TASK REQUIREMENTS: Scale the records from the start up to and including the line with "373;96;546;304", keeping the requests as they are. Multiply every bounding-box coordinate in the answers by 2.6 and round to whole numbers, with halves rounded up.

[Excerpts of labeled region data]
▽
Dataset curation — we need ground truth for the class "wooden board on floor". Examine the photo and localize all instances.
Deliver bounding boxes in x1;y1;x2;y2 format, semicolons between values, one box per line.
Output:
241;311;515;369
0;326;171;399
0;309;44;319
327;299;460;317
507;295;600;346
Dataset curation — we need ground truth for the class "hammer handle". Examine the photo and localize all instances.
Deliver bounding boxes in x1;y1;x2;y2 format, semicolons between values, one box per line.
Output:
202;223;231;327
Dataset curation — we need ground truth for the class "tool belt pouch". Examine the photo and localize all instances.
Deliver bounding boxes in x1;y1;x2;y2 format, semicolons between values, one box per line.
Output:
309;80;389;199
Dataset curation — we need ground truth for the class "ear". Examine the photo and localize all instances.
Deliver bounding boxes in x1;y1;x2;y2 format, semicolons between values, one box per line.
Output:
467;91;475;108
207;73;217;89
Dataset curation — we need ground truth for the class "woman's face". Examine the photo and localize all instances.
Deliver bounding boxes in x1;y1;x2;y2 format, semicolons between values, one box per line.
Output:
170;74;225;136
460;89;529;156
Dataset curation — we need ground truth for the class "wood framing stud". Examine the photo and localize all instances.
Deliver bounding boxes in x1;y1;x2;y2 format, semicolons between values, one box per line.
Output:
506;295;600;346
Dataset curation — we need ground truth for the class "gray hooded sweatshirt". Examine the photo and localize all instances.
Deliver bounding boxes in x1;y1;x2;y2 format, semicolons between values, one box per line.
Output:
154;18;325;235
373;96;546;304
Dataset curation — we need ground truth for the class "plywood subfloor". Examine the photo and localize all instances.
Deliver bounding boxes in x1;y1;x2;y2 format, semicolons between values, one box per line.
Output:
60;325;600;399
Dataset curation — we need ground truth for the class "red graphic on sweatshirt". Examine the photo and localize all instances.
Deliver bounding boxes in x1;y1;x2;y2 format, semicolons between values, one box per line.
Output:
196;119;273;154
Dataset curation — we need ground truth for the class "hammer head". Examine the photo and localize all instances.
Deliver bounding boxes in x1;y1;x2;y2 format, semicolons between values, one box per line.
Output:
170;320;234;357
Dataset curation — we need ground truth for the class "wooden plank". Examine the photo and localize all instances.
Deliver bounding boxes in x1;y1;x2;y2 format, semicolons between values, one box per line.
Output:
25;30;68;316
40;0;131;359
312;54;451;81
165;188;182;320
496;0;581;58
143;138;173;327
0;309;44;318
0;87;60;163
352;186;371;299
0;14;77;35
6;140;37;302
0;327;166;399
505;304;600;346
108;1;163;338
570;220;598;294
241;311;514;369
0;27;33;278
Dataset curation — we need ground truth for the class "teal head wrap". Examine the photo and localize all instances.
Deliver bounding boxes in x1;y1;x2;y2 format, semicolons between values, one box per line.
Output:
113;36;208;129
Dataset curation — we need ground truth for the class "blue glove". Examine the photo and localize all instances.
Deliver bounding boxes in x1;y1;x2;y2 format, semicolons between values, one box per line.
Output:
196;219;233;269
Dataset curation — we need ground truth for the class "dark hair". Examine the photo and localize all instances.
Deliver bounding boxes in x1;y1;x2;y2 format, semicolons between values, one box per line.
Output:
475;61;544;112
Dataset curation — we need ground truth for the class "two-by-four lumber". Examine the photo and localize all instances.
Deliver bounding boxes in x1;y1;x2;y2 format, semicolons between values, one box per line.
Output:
△
RESPONSE BELOW:
Dataset curation — we need ground truth for the class "wooden board on floor". Examine the photo and localize all instances.
Deliver bounding boxes in x1;y1;x2;y2 format, semicolons between values, one box per line.
Output:
627;809;1339;959
0;848;445;1037
0;803;114;829
850;777;1196;824
1318;767;1560;900
Dataset curation — we need ground truth for the class "hammer handle". Examine the photo and localize all instances.
Deliver bounding boxes in x1;y1;x2;y2 format, semicolons between values, one box per line.
Output:
525;580;601;850
Dataset curation — we need ground truth for the class "tool belt pouch". Examine the photo and localize all instances.
Deliver bounding boxes in x1;y1;x2;y2 format, semicolons between values, one box per line.
Output:
803;208;1011;517
Dataset curation — we need ground truth for the class "ear". Examine the photo and localize all instances.
Deliver bounding boxes in x1;y1;x2;y2 format, semicolons between values, one box per line.
Output:
1214;237;1235;281
538;190;564;231
Dataset curation — we need ground truth for the class "woman's face". Examine the photo and localize all instances.
Deliver bounding boxes in x1;y1;x2;y2 format, semicolons between values, one box per line.
Output:
442;192;585;354
1196;231;1375;406
Dataset curation — we need ground truth for the class "wood framing stud". Examine the photo and localize all instances.
Deliver bounding boxes in x1;y1;x2;y2 format, semicolons between values, one box per line.
Output:
1316;767;1560;900
Dataset curation — we need ground truth for the class "gray hooded sweatshirt". Examine the photo and localize all instances.
Deliver bounding boxes in x1;y1;x2;y2 format, semicolons between values, one box per line.
Output:
400;47;845;611
970;250;1420;790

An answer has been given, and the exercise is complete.